**Activity**
With the pictures excluded, reproduce all of the data exactly.

**Exercise data**

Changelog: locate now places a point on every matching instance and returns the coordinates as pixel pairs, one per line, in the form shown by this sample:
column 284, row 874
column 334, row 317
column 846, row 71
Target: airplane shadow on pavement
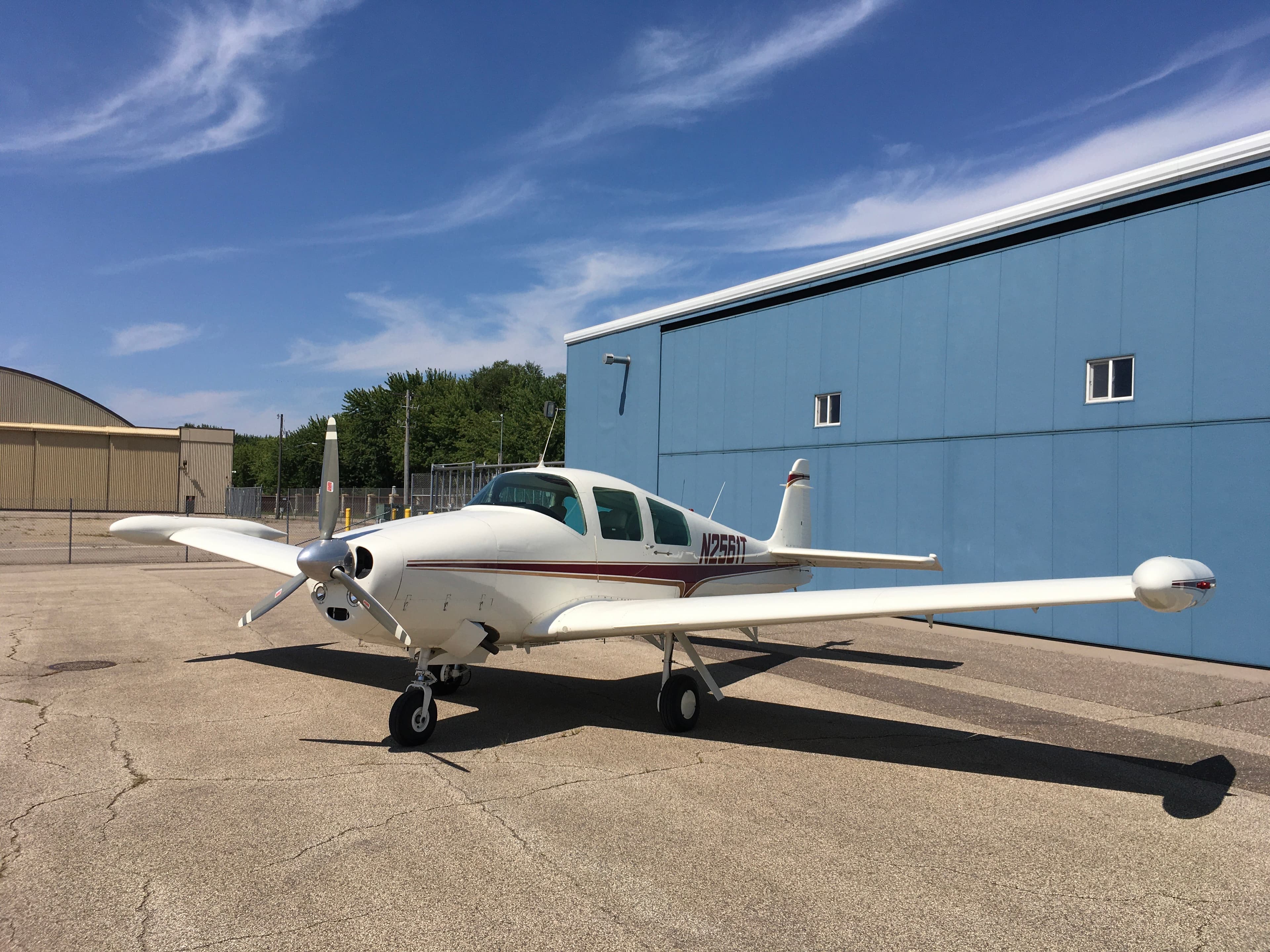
column 511, row 706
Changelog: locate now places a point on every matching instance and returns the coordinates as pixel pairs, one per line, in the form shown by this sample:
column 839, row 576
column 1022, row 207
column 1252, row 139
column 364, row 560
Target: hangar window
column 828, row 409
column 1108, row 380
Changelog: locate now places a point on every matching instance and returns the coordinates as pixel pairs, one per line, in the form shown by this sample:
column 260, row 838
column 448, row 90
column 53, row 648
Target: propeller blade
column 269, row 602
column 378, row 612
column 328, row 496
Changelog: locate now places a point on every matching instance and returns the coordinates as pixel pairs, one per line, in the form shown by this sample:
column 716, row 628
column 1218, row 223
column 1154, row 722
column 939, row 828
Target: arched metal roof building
column 60, row 449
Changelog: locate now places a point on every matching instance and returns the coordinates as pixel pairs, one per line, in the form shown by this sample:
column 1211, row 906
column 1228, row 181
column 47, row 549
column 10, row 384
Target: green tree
column 452, row 419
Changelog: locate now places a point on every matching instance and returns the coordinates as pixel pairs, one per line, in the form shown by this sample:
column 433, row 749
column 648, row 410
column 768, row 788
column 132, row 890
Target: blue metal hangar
column 1065, row 388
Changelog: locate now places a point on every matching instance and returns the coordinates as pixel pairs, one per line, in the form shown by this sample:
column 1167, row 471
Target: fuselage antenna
column 717, row 500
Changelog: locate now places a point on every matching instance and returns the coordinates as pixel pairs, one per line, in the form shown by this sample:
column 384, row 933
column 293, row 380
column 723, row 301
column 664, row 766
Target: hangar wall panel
column 964, row 426
column 144, row 474
column 71, row 466
column 17, row 469
column 206, row 468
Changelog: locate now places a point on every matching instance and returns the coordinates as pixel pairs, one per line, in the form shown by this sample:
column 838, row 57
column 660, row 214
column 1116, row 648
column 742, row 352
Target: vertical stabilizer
column 794, row 524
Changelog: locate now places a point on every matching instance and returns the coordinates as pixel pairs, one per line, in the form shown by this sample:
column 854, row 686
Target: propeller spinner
column 329, row 559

**Written reply**
Changelog: locate now places a point on every matching instance and returns the coordinates as pixel pairs, one per line, in the form shown by this sample:
column 284, row 874
column 334, row 317
column 846, row 71
Target: airplane shadow on pavement
column 511, row 706
Changelog: locate now places a point on every matching instance and returns the coordinates as pixel pairs, one per line, in the form shown by this sample:
column 839, row 576
column 1022, row 207
column 1252, row 139
column 364, row 560
Target: hangar window
column 828, row 409
column 1108, row 380
Changelog: locate now places a point on every matching instance and returns the coordinates as pixel pairs, one per line, in the form shown by this sample:
column 260, row 838
column 448, row 90
column 53, row 648
Target: propeller blade
column 269, row 602
column 378, row 612
column 328, row 496
Changelog: locate now places a point on every matching instance and returns the coordinates as pixel pairs, one per line, in the form shown by this sample:
column 716, row 628
column 1218, row 223
column 1154, row 722
column 939, row 828
Target: arched metal roof building
column 60, row 449
Changelog: locate now places a point on every matching instance and returns the coordinates as pixel pairs, one per line, in the form shown by this sample:
column 1211, row 906
column 1228, row 181
column 47, row 549
column 10, row 384
Target: green tree
column 452, row 419
Changelog: locate now places a point on every matching instance and returns the coordinates as pixel pairs, one per line, in the form shown by this sample:
column 433, row 749
column 648, row 410
column 768, row 788
column 132, row 890
Target: blue metal hangar
column 1065, row 388
Changelog: locate now places a point on every matching instance and returns the coordinates as pixel pairs, one per line, in the form shown by this sample:
column 1167, row 471
Target: fuselage antenna
column 717, row 500
Changelog: locate now places a point on every matching instance and returns the coordinates as pixel pairs, one per line, in the form shown by this sample:
column 384, row 933
column 293, row 380
column 723, row 301
column 664, row 766
Target: hangar wall panel
column 964, row 426
column 144, row 474
column 71, row 466
column 17, row 469
column 206, row 468
Changelog: locate now places a point on every matching instance and returns the coordinates as pixel pairs, one per line, in the form shown by this sample:
column 838, row 57
column 660, row 214
column 1116, row 648
column 742, row 352
Target: vertical stabilizer
column 794, row 524
Changelog: locate now places a point on every matching instance and returns the coordinates as pixel pairs, one per line, in the form shown by this sample:
column 854, row 686
Target: propeller spinner
column 329, row 559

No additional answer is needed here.